• **EXTRACTO DE ORIGEN**

******************************

En Europa los llamaban sabordianos por su supuesta procedencia de Saboya. Es verdad que muchos de ellos eran de origen italiano, como hemos dicho,  pero en realidad procedían de Parma y otras partes de la bota. El término, contaminado de xenofobia, parece tener que ver con que muchos deshollinadores sí provenían de esta región italiana.

A España los organilleros llegan un poco después pero existía un antecedente autóctono también conocido como sabordiano, personajes errantes que solían llevar animales junto con unas cajas de música de grandes dimensiones que utilizaban en sus espectáculos. En Madrid suele atribuirse al luthier italiano Luis Apruzzese la introducción del organillo en la última década del siglo XIX.

El organillero logrará esquivar el prejuicio con que era mirado en Europa en un primer momento por ser una rareza exótica, pero a mediados del siglo XIX empezarán a encontrarse de frente a las clases burguesas, que vincularon a los organilleros con habitantes de la mala vida, emparentados con mendigos y otros marginados sociales. Su difícil encaje entre la condición de trabajador humilde y marginado social será una constante ¿Qué eran los organilleros? Depende del momento.

Pronto, el ruido es visto como una alteración del orden público que se interpone entre el trabajo en casa de intelectuales o periodistas. Desde finales del XIX las fiestas callejeras e improvisadas en las que eran contratados se asocian con el desorden social y comienzan a darse licencias que limitaban su actividad a unos espacios concretos. Es por ello que Esteban Espósito habla con el periodista, ya surcando los ochenta años, en el merendero de la Bombilla, un lugar típico del esparcimiento de las clases populares donde su presencia estaba permitida.

El ruido, como el hedor, son elementos a erradicar en la concepción liberal de la ciudad, en la que se conjugan la preocupación por la higiene pública con la prevención ante la seguridad y el mantenimiento del orden social. La planificación urbanística de las ciudades corre paralela a la sospecha permanente sobre los espacios que se consideran enfermos. Los habitantes desposeídos y míseros son portadores de la degradación moral además de víctimas. Su traslación al espacio de lo sonoro ha sido denominado por Sergio Llano higiene auditiva y cristalizó en disposiciones y leyes que perseguían a los músicos callejeros.

******************************

• **TAREAS PROPUESTAS**
(a) Indica si cada afirmación concuerda con el texto sobre los organilleros y respalda cada respuesta con las palabras decisivas del texto, citadas literalmente. (i) Los organilleros llamados sabordianos procedían realmente de Saboya. (ii) En Madrid se suele atribuir a Luis Apruzzese la introducción del organillo. (iii) Sergio Llano denominó «higiene auditiva» a la traslación de esa preocupación al espacio de lo sonoro.
(b) Escribe la continuación del texto sobre los organilleros a partir de su último párrafo.

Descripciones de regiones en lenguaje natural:
******************************

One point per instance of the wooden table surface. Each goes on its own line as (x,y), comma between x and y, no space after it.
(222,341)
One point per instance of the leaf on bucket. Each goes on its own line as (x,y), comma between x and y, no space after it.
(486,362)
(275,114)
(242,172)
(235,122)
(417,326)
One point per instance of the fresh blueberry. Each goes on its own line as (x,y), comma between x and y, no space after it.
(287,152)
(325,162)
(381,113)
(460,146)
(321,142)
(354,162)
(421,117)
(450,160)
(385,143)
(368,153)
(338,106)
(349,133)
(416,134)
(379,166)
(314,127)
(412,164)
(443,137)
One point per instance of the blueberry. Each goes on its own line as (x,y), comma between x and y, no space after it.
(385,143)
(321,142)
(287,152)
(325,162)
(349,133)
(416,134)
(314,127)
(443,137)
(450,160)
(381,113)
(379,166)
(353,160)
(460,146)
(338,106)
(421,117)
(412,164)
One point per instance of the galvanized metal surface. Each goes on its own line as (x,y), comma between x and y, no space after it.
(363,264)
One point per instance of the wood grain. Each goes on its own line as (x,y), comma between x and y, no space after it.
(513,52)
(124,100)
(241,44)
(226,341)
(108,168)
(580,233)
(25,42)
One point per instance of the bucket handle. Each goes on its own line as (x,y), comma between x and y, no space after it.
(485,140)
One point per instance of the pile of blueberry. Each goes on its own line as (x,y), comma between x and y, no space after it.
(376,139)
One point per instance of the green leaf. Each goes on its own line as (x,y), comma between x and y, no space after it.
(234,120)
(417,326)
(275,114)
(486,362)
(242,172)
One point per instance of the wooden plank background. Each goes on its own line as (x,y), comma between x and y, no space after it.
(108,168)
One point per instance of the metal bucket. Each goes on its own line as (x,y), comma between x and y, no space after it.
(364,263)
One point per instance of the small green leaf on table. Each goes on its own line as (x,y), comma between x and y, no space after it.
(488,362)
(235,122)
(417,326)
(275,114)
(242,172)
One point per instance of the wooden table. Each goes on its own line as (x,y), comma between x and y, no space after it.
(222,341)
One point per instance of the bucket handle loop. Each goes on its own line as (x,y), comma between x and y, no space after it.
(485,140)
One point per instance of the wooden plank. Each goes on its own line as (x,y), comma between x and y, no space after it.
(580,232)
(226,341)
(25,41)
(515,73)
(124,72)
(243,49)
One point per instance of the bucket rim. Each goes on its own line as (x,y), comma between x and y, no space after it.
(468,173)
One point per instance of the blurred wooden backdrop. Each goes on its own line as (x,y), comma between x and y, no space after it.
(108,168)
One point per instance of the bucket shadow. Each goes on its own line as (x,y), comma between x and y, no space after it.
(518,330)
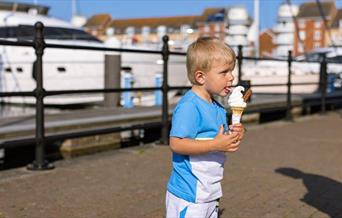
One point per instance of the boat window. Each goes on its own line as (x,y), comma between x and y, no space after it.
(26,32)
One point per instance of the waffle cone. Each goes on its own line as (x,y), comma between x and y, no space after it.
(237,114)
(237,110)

******************************

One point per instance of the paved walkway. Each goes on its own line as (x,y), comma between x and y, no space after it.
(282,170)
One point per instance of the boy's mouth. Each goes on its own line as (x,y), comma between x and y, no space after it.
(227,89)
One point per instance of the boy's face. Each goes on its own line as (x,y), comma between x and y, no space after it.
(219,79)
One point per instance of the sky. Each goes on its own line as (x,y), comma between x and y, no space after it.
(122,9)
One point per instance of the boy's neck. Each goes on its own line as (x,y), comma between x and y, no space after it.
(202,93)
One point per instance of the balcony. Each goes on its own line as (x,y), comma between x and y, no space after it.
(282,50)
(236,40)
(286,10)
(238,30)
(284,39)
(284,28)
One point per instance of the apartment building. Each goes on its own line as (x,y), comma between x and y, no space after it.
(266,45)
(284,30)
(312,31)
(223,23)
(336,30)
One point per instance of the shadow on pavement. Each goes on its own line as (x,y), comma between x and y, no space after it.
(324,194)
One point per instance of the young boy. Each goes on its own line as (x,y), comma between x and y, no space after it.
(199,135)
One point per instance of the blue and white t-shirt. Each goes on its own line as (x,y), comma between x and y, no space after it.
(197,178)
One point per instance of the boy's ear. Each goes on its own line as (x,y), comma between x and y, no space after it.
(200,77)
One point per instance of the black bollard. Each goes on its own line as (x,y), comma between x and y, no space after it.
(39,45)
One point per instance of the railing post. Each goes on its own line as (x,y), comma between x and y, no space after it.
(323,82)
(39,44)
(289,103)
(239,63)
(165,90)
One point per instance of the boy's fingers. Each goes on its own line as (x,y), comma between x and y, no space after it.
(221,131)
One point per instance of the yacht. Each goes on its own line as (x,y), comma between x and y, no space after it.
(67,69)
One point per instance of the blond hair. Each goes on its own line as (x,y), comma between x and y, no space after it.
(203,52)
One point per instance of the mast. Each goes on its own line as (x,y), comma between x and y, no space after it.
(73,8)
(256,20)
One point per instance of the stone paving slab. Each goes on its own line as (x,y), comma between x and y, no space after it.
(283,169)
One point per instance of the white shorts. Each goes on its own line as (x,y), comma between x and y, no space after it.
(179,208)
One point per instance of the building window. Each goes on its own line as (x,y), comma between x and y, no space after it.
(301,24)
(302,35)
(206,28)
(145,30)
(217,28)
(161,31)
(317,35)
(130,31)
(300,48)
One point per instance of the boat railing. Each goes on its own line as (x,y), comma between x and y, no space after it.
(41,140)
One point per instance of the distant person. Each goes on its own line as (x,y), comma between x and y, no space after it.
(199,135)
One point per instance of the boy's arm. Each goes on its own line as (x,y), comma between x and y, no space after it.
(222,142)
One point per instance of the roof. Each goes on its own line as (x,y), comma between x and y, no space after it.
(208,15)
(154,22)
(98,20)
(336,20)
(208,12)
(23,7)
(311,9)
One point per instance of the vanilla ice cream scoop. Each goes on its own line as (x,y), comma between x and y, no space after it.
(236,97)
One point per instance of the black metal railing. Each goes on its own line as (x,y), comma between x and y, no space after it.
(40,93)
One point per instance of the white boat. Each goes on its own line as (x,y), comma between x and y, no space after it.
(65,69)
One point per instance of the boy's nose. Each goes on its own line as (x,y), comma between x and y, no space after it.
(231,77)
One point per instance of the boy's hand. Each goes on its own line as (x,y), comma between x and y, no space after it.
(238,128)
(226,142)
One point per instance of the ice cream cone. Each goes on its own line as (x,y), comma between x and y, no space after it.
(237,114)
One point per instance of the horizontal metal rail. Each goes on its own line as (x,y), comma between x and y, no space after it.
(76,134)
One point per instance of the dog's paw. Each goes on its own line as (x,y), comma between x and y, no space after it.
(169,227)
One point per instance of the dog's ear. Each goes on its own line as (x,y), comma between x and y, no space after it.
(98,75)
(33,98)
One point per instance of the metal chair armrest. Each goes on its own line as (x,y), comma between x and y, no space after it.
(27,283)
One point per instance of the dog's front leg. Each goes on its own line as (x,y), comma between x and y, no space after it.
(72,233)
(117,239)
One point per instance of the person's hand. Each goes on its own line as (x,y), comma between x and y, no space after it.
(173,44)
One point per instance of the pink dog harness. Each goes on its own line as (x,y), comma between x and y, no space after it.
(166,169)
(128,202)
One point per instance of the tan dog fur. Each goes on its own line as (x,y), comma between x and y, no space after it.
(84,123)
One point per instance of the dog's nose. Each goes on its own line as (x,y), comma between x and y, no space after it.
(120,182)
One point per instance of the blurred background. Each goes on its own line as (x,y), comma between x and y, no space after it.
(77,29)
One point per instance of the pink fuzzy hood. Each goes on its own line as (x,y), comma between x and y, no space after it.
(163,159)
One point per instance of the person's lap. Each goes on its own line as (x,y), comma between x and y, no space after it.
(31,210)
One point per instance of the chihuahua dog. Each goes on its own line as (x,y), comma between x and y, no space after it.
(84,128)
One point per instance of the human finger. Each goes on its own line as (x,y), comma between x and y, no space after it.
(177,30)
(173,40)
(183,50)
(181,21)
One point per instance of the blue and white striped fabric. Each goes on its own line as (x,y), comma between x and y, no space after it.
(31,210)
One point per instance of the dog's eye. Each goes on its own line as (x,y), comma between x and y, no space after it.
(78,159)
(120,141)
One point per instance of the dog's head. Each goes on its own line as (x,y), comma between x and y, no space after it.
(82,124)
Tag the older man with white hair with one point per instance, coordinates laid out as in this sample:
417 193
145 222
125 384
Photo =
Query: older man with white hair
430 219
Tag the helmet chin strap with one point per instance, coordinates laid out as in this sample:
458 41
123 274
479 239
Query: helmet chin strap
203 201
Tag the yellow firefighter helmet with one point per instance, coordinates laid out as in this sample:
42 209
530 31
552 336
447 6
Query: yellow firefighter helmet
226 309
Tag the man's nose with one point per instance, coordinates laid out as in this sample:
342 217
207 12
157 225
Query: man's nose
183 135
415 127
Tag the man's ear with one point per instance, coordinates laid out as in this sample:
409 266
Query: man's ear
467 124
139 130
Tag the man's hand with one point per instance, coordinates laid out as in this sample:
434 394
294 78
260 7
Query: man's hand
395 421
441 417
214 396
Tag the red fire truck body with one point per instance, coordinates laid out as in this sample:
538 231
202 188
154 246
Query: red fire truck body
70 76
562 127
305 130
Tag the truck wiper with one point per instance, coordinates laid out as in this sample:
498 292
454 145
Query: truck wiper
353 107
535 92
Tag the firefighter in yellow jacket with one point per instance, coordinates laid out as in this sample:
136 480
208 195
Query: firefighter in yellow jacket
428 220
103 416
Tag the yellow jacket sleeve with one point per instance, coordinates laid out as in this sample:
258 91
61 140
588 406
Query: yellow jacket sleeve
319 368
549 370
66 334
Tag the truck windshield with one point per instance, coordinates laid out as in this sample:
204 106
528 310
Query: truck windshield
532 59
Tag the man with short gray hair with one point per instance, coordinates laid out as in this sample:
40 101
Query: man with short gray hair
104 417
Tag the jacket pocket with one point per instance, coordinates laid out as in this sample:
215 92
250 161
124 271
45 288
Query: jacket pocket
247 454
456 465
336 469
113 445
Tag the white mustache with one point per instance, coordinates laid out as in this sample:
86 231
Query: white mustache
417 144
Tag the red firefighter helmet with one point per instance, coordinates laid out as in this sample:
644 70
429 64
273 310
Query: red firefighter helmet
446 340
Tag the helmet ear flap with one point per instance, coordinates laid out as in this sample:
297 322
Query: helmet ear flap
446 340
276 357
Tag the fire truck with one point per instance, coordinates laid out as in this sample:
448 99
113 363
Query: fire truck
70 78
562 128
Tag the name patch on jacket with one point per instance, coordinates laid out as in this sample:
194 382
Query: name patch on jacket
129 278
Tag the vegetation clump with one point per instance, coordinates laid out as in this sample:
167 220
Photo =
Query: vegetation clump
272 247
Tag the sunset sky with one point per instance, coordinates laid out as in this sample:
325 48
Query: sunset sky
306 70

******************************

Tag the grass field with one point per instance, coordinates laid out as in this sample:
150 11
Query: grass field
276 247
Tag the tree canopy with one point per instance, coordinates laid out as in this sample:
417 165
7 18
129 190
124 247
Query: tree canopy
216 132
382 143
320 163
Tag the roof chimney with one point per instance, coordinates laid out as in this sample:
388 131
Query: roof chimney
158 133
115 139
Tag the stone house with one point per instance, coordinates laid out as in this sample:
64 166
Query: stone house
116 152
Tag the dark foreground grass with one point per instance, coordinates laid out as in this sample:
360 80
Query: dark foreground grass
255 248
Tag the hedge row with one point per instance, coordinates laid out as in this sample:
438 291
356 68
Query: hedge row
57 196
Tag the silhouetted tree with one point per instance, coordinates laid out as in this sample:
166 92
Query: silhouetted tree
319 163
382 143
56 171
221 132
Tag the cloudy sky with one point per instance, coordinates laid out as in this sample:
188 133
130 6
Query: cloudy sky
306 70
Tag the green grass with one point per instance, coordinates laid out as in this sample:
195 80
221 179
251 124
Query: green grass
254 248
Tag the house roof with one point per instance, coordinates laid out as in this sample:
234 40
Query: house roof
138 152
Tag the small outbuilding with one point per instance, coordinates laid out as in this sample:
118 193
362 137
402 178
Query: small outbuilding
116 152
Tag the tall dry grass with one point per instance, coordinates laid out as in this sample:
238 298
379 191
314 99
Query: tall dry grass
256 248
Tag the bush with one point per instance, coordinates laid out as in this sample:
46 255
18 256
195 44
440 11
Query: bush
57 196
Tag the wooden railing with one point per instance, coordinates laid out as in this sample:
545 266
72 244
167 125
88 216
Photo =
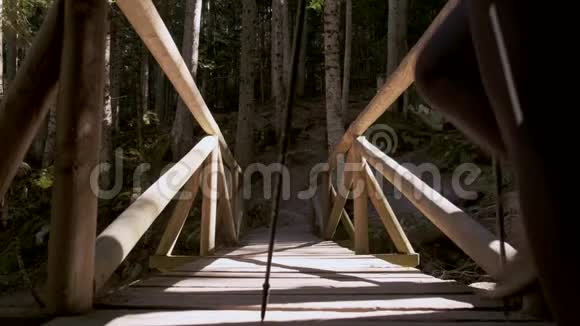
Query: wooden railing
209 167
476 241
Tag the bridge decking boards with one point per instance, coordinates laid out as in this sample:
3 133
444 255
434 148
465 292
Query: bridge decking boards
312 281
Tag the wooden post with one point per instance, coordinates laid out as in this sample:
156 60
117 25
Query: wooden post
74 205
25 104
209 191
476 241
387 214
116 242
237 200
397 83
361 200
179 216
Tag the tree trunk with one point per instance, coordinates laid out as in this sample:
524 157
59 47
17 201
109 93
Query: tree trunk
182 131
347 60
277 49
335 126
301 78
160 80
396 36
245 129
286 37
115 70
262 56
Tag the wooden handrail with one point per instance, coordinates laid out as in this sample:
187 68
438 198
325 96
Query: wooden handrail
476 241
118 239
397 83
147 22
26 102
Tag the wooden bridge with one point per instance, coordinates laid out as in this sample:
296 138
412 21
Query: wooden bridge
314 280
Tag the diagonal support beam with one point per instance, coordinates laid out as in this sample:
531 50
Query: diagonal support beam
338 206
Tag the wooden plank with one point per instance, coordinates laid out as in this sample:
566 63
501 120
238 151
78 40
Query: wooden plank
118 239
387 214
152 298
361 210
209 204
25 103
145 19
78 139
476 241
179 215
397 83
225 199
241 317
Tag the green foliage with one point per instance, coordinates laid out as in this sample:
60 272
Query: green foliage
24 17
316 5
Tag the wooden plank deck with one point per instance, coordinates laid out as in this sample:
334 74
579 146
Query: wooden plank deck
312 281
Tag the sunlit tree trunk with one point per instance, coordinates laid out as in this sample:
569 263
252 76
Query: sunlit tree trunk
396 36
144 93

******************************

• **RESULTADOS OBTENIDOS**
(a)
(i) No: «pero en realidad procedían de Parma y otras partes de la bota».
(ii) Sí: «En Madrid suele atribuirse al luthier italiano Luis Apruzzese la introducción del organillo en la última década del siglo XIX».
(iii) Sí: «Su traslación al espacio de lo sonoro ha sido denominado por Sergio Llano higiene auditiva».

(b)
El propio Llanos muestra en su libro un caso paradigmático de su persecución en Madrid. En 1889 el entonces gobernador civil Alberto Aguilera comenzó una campaña contra el colectivo que obtuvo amplia resonancia en la prensa del momento. Con motivo de la aparición de un cadáver en la carretera que llevaba a Carabanchel y las supuestas declaraciones de una joven, que dijo haber visto que la cosa se había originado en una riña entre organilleros, se armó un caso mediático que luego quedó en nada pero que supuso la detención de algunos miembros del gremio, el registro de sus casas y, a las finales, un clima social propicio a aprobar medidas que limitaran su presencia en el espacio público madrileño.

Ya en los años veinte se produciría una romantización de la figura del organillero que podríamos entender como el inicio del tipo popular descargado de prejuicio pero artificial que hoy conocemos. Fue una respuesta castiza a la invasión del jazz y la cultura anglosajona. En realidad, también durante estos años, siguieron sufriendo los organilleros los rigores de clase social pero su estampa estaba pasando a integrar un lugar en el panteón de la tradición madrileña.